**PROBLEM DESCRIPTION:**
List every row below that contains the word "nose" and copy each such row in full.

**EXERCISE INPUT:**
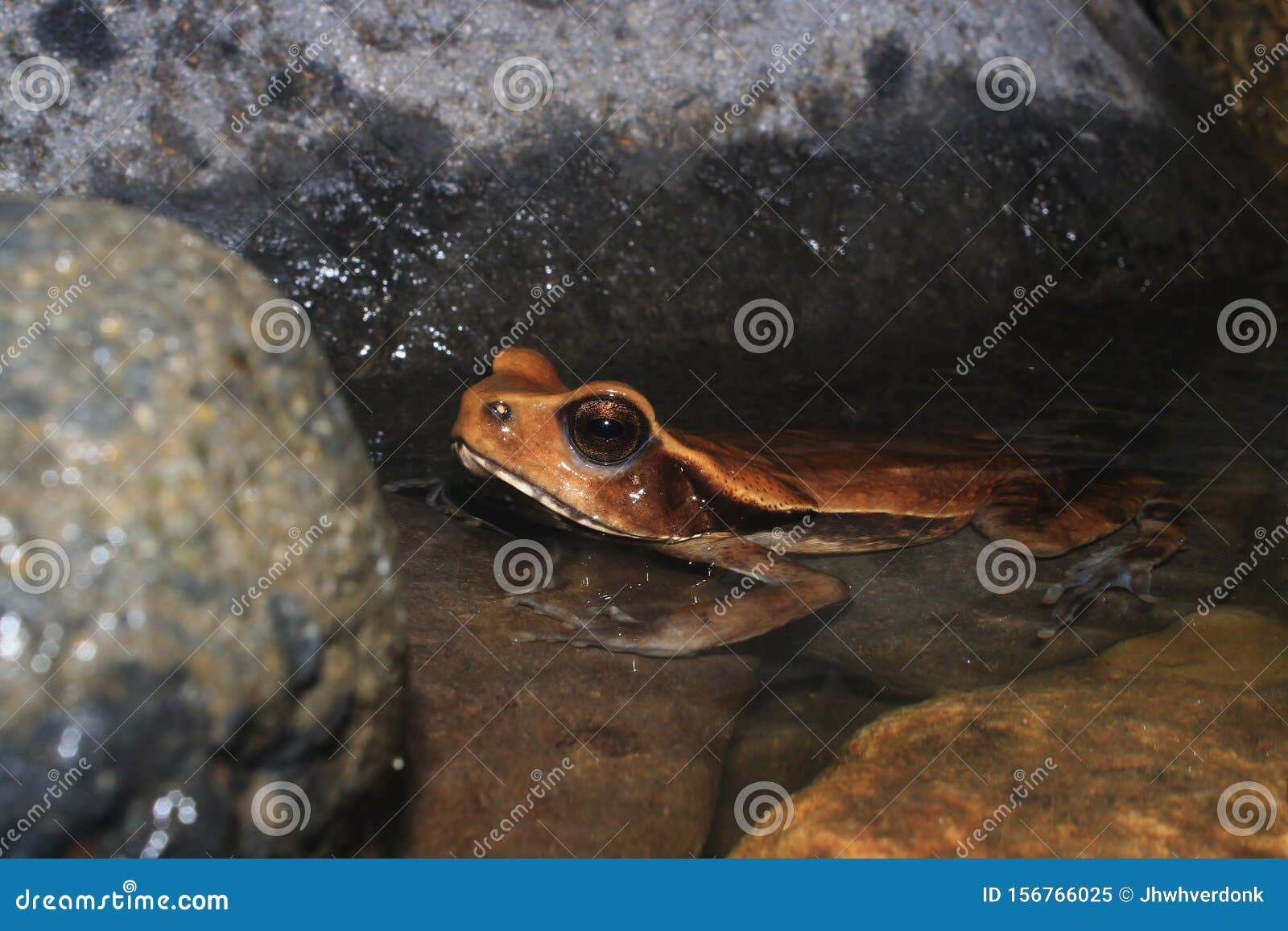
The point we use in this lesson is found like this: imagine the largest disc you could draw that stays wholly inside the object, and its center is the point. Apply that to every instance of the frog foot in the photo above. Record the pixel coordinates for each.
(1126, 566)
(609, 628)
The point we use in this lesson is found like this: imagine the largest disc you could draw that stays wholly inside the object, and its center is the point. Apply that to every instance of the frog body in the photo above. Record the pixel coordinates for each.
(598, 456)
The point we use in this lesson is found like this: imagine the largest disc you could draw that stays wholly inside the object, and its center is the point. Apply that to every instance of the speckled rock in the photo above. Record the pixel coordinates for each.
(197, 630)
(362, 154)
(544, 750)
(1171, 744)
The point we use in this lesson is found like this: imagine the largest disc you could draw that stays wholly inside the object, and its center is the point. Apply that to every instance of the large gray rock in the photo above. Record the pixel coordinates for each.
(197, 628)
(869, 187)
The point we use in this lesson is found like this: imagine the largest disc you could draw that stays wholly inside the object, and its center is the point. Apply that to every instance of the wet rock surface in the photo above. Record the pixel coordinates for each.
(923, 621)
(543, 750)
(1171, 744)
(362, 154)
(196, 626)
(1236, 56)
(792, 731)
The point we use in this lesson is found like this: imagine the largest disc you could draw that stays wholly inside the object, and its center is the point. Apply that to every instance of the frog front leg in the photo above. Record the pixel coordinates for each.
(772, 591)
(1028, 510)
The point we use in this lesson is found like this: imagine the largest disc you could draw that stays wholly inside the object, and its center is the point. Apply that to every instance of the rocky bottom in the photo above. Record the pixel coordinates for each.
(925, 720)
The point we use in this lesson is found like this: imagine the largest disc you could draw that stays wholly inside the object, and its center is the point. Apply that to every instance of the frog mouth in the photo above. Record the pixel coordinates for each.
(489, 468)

==

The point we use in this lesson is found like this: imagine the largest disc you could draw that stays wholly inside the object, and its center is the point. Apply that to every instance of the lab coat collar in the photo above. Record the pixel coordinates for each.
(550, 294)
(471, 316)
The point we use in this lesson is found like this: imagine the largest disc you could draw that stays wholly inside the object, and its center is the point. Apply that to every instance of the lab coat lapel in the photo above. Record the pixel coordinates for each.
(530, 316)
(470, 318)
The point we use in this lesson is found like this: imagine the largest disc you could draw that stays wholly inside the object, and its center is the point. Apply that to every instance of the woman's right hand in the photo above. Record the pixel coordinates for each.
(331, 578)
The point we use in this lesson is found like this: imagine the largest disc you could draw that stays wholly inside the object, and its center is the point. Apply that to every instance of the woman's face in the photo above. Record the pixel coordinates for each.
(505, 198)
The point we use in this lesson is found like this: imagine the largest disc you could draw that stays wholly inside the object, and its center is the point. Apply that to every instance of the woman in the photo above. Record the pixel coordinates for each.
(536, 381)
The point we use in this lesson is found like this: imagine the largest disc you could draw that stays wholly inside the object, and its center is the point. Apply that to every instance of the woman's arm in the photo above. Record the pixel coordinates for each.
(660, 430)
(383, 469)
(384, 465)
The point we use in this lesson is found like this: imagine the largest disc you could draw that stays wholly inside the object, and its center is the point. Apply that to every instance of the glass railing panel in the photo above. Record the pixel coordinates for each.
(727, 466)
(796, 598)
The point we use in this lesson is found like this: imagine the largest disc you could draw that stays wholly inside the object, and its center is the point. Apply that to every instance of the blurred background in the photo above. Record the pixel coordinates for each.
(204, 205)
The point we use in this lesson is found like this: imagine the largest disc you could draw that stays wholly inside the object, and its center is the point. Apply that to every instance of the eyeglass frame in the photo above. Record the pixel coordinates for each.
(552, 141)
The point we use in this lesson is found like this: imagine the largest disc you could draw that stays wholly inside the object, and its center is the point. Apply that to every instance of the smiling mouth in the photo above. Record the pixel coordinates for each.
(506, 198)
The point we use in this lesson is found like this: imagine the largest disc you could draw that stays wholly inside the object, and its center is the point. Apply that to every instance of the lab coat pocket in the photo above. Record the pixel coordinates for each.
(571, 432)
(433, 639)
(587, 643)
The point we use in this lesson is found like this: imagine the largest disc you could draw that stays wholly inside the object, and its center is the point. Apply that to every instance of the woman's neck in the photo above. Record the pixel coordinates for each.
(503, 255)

...

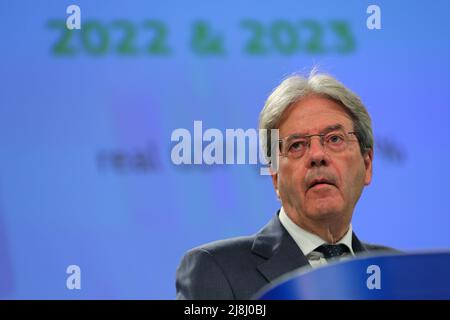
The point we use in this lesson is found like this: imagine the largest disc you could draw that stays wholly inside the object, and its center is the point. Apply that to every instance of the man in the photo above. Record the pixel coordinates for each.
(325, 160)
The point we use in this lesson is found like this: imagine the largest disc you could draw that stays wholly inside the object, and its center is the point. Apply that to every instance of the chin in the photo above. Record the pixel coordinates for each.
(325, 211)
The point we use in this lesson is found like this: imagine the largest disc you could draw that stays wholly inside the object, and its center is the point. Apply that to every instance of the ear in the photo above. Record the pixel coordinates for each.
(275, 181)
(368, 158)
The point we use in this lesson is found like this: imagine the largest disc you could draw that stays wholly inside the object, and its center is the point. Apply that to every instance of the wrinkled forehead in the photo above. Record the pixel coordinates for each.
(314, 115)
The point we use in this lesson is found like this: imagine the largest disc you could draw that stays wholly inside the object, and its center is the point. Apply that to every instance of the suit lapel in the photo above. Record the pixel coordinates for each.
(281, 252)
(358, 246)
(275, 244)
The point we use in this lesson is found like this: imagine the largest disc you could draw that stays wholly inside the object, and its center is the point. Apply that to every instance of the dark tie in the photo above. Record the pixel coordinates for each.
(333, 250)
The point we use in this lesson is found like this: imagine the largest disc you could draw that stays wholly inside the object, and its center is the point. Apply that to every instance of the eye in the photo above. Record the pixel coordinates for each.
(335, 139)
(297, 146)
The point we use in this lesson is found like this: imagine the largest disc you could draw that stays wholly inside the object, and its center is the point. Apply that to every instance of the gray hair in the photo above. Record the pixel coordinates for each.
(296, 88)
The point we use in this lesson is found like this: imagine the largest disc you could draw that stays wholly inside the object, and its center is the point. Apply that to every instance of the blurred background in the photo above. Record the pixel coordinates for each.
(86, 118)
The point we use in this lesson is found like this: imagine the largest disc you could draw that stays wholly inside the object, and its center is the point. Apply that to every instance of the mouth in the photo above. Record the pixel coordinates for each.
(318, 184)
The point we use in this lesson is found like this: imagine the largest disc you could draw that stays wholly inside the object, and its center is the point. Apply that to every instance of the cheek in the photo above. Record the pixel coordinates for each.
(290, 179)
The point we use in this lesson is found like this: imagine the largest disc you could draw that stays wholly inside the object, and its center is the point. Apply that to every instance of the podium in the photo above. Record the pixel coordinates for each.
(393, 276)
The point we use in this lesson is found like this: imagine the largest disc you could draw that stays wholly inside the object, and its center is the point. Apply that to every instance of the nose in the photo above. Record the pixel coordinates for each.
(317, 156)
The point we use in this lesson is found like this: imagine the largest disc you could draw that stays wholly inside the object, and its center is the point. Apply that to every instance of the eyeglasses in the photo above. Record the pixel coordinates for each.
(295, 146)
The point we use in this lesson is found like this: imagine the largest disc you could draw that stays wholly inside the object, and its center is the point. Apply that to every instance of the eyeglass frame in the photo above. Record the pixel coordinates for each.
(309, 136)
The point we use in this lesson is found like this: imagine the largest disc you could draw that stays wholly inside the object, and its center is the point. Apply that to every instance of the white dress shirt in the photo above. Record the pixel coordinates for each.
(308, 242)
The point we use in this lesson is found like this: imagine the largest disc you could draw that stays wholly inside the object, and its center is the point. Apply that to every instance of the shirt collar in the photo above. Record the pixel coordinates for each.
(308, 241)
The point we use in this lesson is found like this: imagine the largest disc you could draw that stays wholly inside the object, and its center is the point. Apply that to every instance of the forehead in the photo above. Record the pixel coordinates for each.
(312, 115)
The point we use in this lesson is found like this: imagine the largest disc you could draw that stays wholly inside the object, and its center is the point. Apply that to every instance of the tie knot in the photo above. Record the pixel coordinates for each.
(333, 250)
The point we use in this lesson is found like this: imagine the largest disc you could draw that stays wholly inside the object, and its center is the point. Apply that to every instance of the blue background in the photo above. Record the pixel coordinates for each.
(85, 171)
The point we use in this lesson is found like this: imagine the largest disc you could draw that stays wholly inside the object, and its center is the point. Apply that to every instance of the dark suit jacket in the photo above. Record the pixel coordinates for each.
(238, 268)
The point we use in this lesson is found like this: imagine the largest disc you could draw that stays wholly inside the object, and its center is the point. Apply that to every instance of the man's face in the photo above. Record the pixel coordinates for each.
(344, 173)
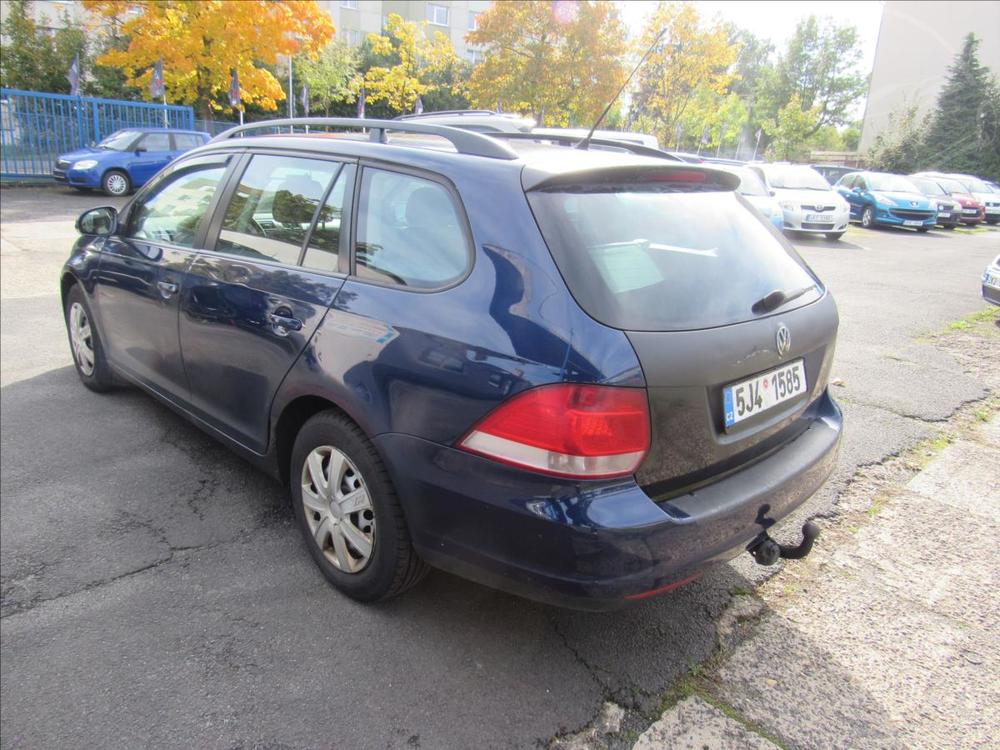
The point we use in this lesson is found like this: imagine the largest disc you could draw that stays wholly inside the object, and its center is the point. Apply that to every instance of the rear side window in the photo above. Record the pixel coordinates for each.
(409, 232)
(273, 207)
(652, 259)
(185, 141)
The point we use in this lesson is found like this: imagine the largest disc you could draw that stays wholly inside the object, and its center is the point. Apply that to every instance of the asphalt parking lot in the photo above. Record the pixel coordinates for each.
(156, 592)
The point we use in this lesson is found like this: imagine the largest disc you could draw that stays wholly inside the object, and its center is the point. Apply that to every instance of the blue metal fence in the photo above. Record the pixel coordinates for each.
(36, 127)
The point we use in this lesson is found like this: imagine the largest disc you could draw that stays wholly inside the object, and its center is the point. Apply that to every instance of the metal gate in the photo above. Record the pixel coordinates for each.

**THE ANSWER:**
The point we use in this lesson is found like this: imagine the largest disc you could draw that stays wholly inside the object, and its center is the point. Apply that to every instance of the nose in the photo above. Record the pixel coordinates for each.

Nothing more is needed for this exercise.